--- TESTO MOSTRATO ---

La biopsia prostatica Fusion

Diagnosticare la neoplasia prostatica non sempre è facile. Da una parte vogliamo diagnosticare le malattie aggressive, dall’altra parte non vogliamo sottoporre i pazienti a procedure diagnostiche inutili atte a trovare neoplasie prostatiche indolenti, non pericolose per la vita del paziente.

Fortunatamente abbiamo a disposizione una nuova tecnologia che ci permette di ottenere entrambi i risultati: la biopsia prostatica fusion.

Le attuali metodologie impiegate nella diagnosi delle neoplasie prostatiche non sono migliorate molto negli ultimi tre decenni. La tradizionale esplorazione rettale non è uno strumento di screening molto efficace; sondando con un dito si può accedere solo ad una parte della ghiandola, non potendo così percepire alcune neoplasie (soprattutto quelle localizzate anteriormente). Ed in alcuni casi il tumore deve crescere molto prima di essere sentito con l’esplorazione rettale e spesso la malattia è ad uno stadio avanzato.

L’esame del sangue del PSA (prostate specific antigen) spesso risulta aumentato in presenza di neoplasia prostatica. Ci sono però anche altre condizioni che possono elevare i livelli di PSA. E non c’è nessun livello-soglia di PSA che può essere considerato “normale”.

Persistenti valori di PSA elevato portano l’urologo a sospettare la presenza di una neoplasia prostatica, che può essere diagnosticata tramite una biopsia prostatica. Dal 1980 vengono eseguite biopsie random di tutta la ghiandola prostatica con una serie di aghi bioptici con un numero variabile di prelievi (12-24). Queste biopsie random possono mancare alcuni tumori aggressivi, diagnosticandone altri indolenti che verrebbero trattati inutilmente.

--- INFORMAZIONI FORNITE ---

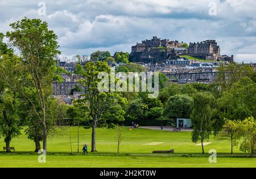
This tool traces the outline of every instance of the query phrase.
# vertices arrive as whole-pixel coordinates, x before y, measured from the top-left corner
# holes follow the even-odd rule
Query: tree
[[[0,56],[2,54],[12,56],[13,55],[13,50],[9,48],[7,44],[3,42],[5,35],[0,32]]]
[[[147,71],[147,68],[140,64],[137,64],[135,63],[129,63],[126,64],[125,66],[128,69],[129,71],[130,72],[141,73],[143,71]]]
[[[129,62],[129,53],[116,52],[114,57],[117,63],[128,63]]]
[[[40,112],[40,105],[35,103],[38,101],[36,90],[29,90],[27,91],[27,96],[35,104],[37,104],[36,109]],[[29,139],[35,142],[35,152],[38,152],[41,149],[40,142],[43,140],[44,133],[42,122],[38,120],[38,117],[34,106],[30,101],[26,100],[26,97],[22,99],[22,104],[20,105],[20,116],[24,121],[24,125],[26,126],[25,129],[26,134]],[[46,125],[47,129],[48,136],[54,136],[57,133],[56,130],[57,120],[61,120],[65,116],[65,111],[63,110],[63,106],[57,104],[57,101],[53,97],[47,99],[46,104]]]
[[[256,83],[247,76],[234,83],[229,91],[222,93],[219,100],[222,117],[243,120],[256,117]]]
[[[11,139],[20,134],[20,101],[16,90],[19,88],[21,59],[14,55],[0,33],[0,136],[5,137],[6,152],[10,152]]]
[[[166,106],[169,97],[180,93],[182,88],[183,86],[180,84],[174,83],[170,83],[160,91],[158,98],[161,100],[162,103]]]
[[[104,61],[107,62],[108,63],[115,63],[115,59],[113,57],[108,57],[104,59]]]
[[[201,142],[203,154],[203,142],[209,139],[212,133],[211,106],[214,100],[213,96],[207,93],[198,93],[193,97],[193,110],[191,116],[193,126],[192,140],[195,143],[199,140]]]
[[[216,83],[221,92],[229,91],[233,84],[245,76],[254,76],[254,71],[250,65],[230,62],[227,66],[221,63],[218,67]]]
[[[1,92],[0,134],[5,137],[6,152],[10,152],[10,143],[11,139],[21,134],[18,114],[19,101],[16,94],[11,91]]]
[[[120,151],[120,145],[122,139],[122,126],[117,126],[117,154],[119,154]]]
[[[127,103],[119,92],[100,91],[98,84],[102,79],[98,78],[100,72],[109,74],[110,69],[105,62],[88,62],[84,66],[85,72],[81,83],[86,88],[84,99],[78,100],[81,105],[88,105],[89,114],[92,121],[92,152],[96,151],[96,129],[99,123],[107,120],[123,121],[123,106]]]
[[[84,69],[82,68],[82,66],[79,63],[76,64],[75,67],[75,74],[77,75],[82,75],[84,73]]]
[[[162,120],[163,118],[163,108],[155,107],[148,109],[146,112],[146,117],[148,120]]]
[[[239,125],[237,121],[224,120],[225,123],[223,125],[221,132],[218,136],[218,139],[226,139],[229,138],[231,141],[231,154],[233,154],[233,147],[238,145],[240,137],[238,135]]]
[[[34,110],[43,128],[43,149],[47,151],[46,101],[52,95],[52,83],[56,71],[55,57],[60,53],[57,37],[49,30],[46,22],[40,19],[24,18],[10,24],[14,31],[7,32],[7,37],[20,52],[24,59],[24,67],[31,76],[32,86],[36,90],[40,112]],[[28,99],[29,100],[30,99]]]
[[[240,144],[240,150],[249,151],[251,157],[255,157],[256,144],[256,121],[253,117],[246,118],[239,125],[240,135],[243,138],[243,141]]]
[[[165,114],[171,118],[189,118],[193,105],[193,99],[186,95],[171,96],[164,110]]]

---

Secondo il testo sulla biopsia prostatica fusion, da quale anno si eseguono biopsie random di tutta la ghiandola prostatica? Le voci non hanno alcun ruolo in questo lavoro.

*SPAZIO RISPOSTA*
Dal 1980.